- [Exercise goal]: Extract each of the following lines and reproduce it verbatim, with no alterations.

[Start]

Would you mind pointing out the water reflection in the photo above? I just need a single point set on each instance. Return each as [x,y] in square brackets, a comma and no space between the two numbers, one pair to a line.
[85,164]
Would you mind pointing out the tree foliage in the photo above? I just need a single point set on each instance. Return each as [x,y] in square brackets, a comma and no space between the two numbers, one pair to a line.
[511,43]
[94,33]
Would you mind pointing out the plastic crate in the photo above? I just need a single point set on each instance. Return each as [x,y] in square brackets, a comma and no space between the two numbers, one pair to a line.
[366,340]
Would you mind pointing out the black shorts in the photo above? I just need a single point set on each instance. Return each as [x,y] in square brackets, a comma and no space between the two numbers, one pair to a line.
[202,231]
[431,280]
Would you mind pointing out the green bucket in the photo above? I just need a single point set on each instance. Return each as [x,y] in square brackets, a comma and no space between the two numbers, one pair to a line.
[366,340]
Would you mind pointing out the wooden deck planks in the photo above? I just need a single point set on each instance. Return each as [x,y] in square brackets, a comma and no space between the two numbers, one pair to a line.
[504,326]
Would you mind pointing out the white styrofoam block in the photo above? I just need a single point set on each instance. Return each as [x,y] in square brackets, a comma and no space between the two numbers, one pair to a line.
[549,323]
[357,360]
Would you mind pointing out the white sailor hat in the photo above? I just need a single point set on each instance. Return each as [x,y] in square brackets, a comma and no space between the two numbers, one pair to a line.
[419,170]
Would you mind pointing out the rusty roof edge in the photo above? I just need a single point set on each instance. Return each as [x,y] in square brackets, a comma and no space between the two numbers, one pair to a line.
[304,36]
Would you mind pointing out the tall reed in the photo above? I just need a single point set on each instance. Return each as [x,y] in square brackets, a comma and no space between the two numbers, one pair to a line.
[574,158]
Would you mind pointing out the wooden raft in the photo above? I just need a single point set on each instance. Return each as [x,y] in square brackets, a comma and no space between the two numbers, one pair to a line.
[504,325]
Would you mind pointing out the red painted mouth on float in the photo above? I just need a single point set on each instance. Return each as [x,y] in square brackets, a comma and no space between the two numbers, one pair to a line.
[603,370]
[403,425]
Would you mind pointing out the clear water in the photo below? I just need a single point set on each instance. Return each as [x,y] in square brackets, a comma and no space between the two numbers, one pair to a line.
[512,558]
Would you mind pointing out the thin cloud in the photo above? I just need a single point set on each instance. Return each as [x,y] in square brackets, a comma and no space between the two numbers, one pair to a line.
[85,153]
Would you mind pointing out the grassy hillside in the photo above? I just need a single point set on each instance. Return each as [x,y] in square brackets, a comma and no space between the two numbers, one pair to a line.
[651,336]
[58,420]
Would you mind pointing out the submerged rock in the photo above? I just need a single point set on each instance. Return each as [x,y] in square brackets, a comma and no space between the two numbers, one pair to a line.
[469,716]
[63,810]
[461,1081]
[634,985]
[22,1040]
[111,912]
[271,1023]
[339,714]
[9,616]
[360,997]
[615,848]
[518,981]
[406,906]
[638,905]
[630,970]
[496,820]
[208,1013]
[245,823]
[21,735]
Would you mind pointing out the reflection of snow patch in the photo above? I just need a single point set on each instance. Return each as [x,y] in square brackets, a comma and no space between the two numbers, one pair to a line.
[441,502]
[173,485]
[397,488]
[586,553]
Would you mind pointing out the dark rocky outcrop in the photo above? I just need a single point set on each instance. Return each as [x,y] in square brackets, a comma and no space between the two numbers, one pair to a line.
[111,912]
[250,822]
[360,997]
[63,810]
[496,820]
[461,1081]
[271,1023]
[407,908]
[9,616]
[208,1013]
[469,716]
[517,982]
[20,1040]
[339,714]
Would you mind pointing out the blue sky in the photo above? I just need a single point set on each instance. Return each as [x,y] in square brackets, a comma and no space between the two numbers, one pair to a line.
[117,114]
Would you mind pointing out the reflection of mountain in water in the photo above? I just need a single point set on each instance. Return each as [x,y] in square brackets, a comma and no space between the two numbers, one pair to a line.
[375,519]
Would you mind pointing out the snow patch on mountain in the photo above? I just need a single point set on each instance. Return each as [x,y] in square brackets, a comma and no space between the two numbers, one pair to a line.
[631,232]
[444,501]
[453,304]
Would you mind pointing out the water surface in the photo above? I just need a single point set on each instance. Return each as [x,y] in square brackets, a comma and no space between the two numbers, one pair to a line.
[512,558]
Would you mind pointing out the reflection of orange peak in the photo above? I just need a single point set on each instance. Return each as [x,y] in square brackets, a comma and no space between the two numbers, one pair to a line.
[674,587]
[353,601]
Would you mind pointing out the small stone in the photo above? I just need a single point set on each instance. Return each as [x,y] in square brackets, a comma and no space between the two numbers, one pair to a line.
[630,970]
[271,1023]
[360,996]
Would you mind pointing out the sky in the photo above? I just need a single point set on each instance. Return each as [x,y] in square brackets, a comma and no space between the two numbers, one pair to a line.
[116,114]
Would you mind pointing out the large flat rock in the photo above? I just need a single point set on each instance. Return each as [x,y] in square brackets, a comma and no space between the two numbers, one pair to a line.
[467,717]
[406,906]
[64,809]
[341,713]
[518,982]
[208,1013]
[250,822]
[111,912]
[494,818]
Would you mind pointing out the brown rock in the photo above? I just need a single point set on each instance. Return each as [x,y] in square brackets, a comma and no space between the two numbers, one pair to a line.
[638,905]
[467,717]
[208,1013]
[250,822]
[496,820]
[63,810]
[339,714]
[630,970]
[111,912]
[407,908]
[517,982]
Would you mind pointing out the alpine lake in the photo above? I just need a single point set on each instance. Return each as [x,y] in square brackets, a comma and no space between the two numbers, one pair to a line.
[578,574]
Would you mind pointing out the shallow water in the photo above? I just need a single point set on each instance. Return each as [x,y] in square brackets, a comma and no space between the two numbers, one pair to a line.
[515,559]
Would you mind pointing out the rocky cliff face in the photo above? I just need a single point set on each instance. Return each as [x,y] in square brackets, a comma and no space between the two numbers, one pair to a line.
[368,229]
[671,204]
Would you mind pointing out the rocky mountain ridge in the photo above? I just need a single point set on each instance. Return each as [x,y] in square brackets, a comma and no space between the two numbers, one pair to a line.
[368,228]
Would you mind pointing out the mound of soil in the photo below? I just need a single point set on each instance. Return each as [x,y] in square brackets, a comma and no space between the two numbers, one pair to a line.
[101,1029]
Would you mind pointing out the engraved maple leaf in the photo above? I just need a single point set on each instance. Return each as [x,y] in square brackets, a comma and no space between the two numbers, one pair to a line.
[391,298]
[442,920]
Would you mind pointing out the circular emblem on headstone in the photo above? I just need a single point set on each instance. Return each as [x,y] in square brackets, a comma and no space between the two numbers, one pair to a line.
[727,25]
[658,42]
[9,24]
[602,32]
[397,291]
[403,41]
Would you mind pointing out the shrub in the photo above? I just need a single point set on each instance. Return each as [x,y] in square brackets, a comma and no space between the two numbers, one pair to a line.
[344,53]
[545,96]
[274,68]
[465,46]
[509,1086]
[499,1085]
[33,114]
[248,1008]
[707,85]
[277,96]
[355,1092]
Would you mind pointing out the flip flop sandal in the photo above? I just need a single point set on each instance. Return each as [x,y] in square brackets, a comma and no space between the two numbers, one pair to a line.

[End]

- [Problem solution]:
Would you mind pointing out the water reflection in the photo above? I just need a single point set on each instance. Return each as [x,y] in square brackets, a comma and no space between the two numbers, one pair to a line.
[85,164]
Would you mind pointing out the tree foliage in the photo above? I just need a single point set on each instance. Return each as [x,y] in square brackets, a comma and no space between the two numbers, one pair to a line.
[511,43]
[94,33]
Would you mind pointing out the plastic crate in the photo above? I just need a single point set on each instance. Return each as [x,y] in square brackets, a comma and no space between the two numbers, one pair to a line.
[366,340]
Would you mind pointing out the black shorts in the photo above? I just need a single point set on each instance. Return each as [x,y] in square brackets, a comma and no space between the two numbers, one pair to a line.
[202,231]
[431,280]
Would you mind pointing out the green bucket in the photo above? I just need a single point set on each instance. Return each as [x,y] in square brackets, a comma and no space between the two numbers, one pair to a line.
[366,340]
Would you mind pointing out the wooden deck planks in the photo above? I just need a single point set on each instance. Return each as [x,y] in square brackets, a comma and no space between the two numbers, one pair to a line.
[504,326]
Would you mind pointing out the white styrofoam block in the photo above? I just need a single point set on each instance. Return each as [x,y] in square brackets, a comma and no space between the two numbers, one pair to a line.
[549,323]
[357,360]
Would you mind pointing out the white sailor hat in the photo above? I just need a single point set on each instance. Return each as [x,y] in square brackets, a comma and no space between the two numbers, one pair to a line.
[419,170]
Would you mind pointing out the rusty roof edge in the photo above? I just need a single point set on each instance. Return each as [x,y] in square brackets, a comma and no space between the two numbers, one pair to a line.
[304,36]
Would you mind pointing out the tall reed in the photo above? I just need a single point set on each instance. Return each as [x,y] in square brackets, a comma and no space between the two numbers, one pair to a line.
[574,158]
Would you mind pointing out the wooden raft in the photo above? I just need a single point set on each instance. Return each as [x,y] in square brackets, a comma and no space between the two numbers, one pair to a line.
[504,325]
Would you mind pointing out the red painted mouth on float in the photo above? I just need a single point set on each instance. Return each as [x,y] in square brackets, a comma and no space between the two numbers, one pair to a line.
[603,370]
[403,425]
Would you mind pointing out the clear water in the photo below? I just need a single point set on each instance. Return each as [x,y] in square brackets, a comma and no space between the two numbers, one pair to a line.
[512,558]
Would you mind pointing out the thin cloud in the photo above? I just need a single point set on each instance. Return each as [x,y] in square brackets, a comma and no space between the two numbers, one pair to a line.
[85,153]
Would you mind pointing out the grassy hillside in the photo above? I just need a single point set on each instance. Return each as [x,y] in square brackets, a comma and no space between the two numbers, one pair to a line.
[651,336]
[58,420]
Would you mind pointing out the submerged rock in the photo above? I just need a single point set on each instance. Return each as [x,y] in square brackets, a comma and no space between the two numbers, one pair to a line.
[469,716]
[63,810]
[461,1081]
[634,985]
[22,1040]
[111,912]
[271,1023]
[339,714]
[9,616]
[360,997]
[615,848]
[518,981]
[406,906]
[638,905]
[630,970]
[496,820]
[208,1013]
[245,823]
[21,735]
Would you mind pointing out the reflection of snow patch in the photo above? I just need a single point set on each instance. Return each as [x,y] in square brackets, a comma and no space between the two numbers, one pair to a line.
[441,502]
[173,485]
[397,488]
[586,553]
Would you mind pointing out the dark rocky outcrop in the photo above? I just need a single point set on each instance. Return each as [x,y] in square brackets, a comma and no space between the two numbers, one pair to a line.
[111,912]
[250,822]
[360,997]
[63,810]
[496,820]
[461,1081]
[271,1023]
[407,908]
[9,616]
[208,1013]
[469,716]
[517,982]
[20,1040]
[339,714]
Would you mind pointing out the blue sky in the photo above? I just need a single point set on each instance. Return each as [x,y] in square brackets, a comma and no space between the two numbers, one pair to a line.
[117,114]
Would you mind pointing out the reflection of mountain in water in the photo above? I just need a single point set on each instance. Return each as [x,y] in square brackets, a comma and no space between the two numbers, one pair to a line.
[375,519]
Would you mind pointing out the snow patch on mountain in the photo above? I just need a single point set on each instance. Return each as [x,y] in square brackets, a comma and no space between the two numbers, one pair to a line.
[631,232]
[444,501]
[453,304]
Would you mind pointing out the water surface in the photo above? I just need a single point set on each instance. Return each as [x,y] in square brackets, a comma and no space between the two numbers, one pair to a line.
[512,558]
Would you mind pointing out the reflection of orange peak in the photo above? I just need a single point set on each instance. Return each as [x,y] in square brackets, a comma and no space between the two numbers, one pair to a line.
[674,587]
[353,601]
Would you mind pointing out the small stone in the photo above? I just need a single point set on each instance. Return each as [x,y] in square brackets, a comma and no space between the two numbers, one pair to a line.
[630,970]
[271,1023]
[360,996]
Would you mind pointing out the sky in the photo above? I just need a single point set on each instance. Return each as [x,y] in square brackets, a comma and no space between the two numbers, one pair to a line.
[116,114]
Would you mind pointing out the large flat rock in the photo above? I just need a single point set on each instance. Return each as [x,y] in square brackets, a comma and no space between the two numbers, one pair to a line.
[467,717]
[406,906]
[64,809]
[341,713]
[518,982]
[208,1013]
[250,822]
[111,912]
[494,818]
Would you mind pointing out the brown rock in the photo above? I just need a single point set on each instance. Return each as [x,y] in square brackets, a comma and no space between the two numbers, one pair to a line.
[638,905]
[467,717]
[208,1013]
[250,822]
[496,820]
[63,810]
[339,714]
[630,970]
[111,912]
[407,908]
[517,982]
Would you mind pointing out the alpine lake in the photo above? I just need a single point set on each instance. Return each as [x,y] in square brackets, a comma and no space between the two numbers, one pair to a line.
[578,574]
Would you mind pointing out the shallow water in the photo above? I just need a single point set on each instance. Return each as [x,y] in square brackets, a comma and no space between the two numbers, one pair to a line.
[515,559]
Would you mind pointing out the rocky cliff face in the photo above? I just need a single point set on each instance. Return each as [x,y] in square brackets, a comma and no space between the two numbers, one pair to a line.
[368,229]
[671,204]
Would you mind pointing out the rocky mountain ridge in the photo above? I just need a single point set on each instance. Return each as [x,y] in square brackets, a comma and no space between the two numbers, one pair to a line.
[368,228]
Would you mind pointing out the mound of soil in the photo below? I just need a single point set on each instance. Return each as [x,y] in square brackets, a comma and no space between the two numbers, one pair to a line.
[101,1029]
Would you mind pointing out the engraved maple leaf in the photo above? I just need a single point set on each instance. Return each as [x,y] in square brackets, a comma and no space between the two numbers, one pair to a line.
[391,298]
[442,920]
Would you mind pointing out the circular emblem on headstone in the photo above? I just need a single point set on each instance. Return each as [x,y] in square brackets, a comma and no space between the two numbers, one pair to a line.
[727,25]
[658,42]
[9,24]
[602,32]
[397,291]
[403,41]
Would you mind pointing out the shrub in the photo above? I just need a single point set on each instance. Return each as [x,y] in square brackets, a comma and no space between the two numbers, one pair to a line.
[344,53]
[545,96]
[274,68]
[465,46]
[509,1086]
[499,1085]
[33,114]
[248,1008]
[707,85]
[277,96]
[355,1092]
Would you mind pointing out the flip flop sandal in the photo above? I just need a single point set on each instance. Return each as [x,y] in square brackets, a comma and no space between the two numbers, one pair to a line.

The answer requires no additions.